● THE EXERCISE
Turn the lines below into a numbered list, skipping any blank lines. Leave the pictures out of the list.

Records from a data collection
[start]
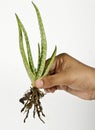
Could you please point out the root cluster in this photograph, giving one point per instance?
(31, 99)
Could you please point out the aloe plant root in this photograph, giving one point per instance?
(31, 99)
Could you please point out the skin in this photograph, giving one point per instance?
(70, 75)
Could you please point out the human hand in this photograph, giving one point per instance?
(67, 73)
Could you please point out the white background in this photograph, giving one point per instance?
(69, 24)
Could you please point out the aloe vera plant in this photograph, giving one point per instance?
(33, 96)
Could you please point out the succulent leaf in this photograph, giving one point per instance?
(43, 43)
(25, 61)
(46, 70)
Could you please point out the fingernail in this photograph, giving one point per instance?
(39, 83)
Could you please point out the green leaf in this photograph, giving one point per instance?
(25, 61)
(30, 59)
(43, 43)
(39, 56)
(47, 68)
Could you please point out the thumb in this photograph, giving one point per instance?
(50, 81)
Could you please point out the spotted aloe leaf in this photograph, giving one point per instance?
(30, 59)
(41, 70)
(43, 43)
(22, 50)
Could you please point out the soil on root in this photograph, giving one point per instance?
[end]
● TASK ANSWER
1. Could you please point out the root cluster in this photograph, giving one point per instance?
2. (31, 99)
3. Could you please point out the aloe plant root in this photograph, giving one point per instance?
4. (31, 99)
5. Could you please point out the skin in this photograph, giving one point per instance?
6. (70, 75)
7. Could you please point out the human hand in this photograph, giving one point per instance?
8. (67, 73)
9. Could you please point out the white background in this photograph, giving one point per instance?
10. (69, 24)
11. Could you please point out the aloe vera plant in this photograph, giving one point per instance?
12. (33, 96)
13. Could you please point out the succulent leaf in this photograph, giving one point per instance?
14. (43, 43)
15. (25, 61)
16. (46, 70)
17. Could you please point out the fingernail in this photograph, giving one point per instance?
18. (39, 83)
19. Could you please point out the green leaf in this photograph, giving one point per instance?
20. (25, 61)
21. (30, 59)
22. (43, 43)
23. (39, 56)
24. (47, 68)
25. Could you please point out the thumb in this photograph, giving one point per instance?
26. (50, 81)
27. Could you please point out the spotted aloe leaf in this photograph, giving one point per instance?
28. (30, 59)
29. (41, 70)
30. (43, 43)
31. (22, 50)
32. Could you please point out the soil on root in this photograph, giving one point per instance?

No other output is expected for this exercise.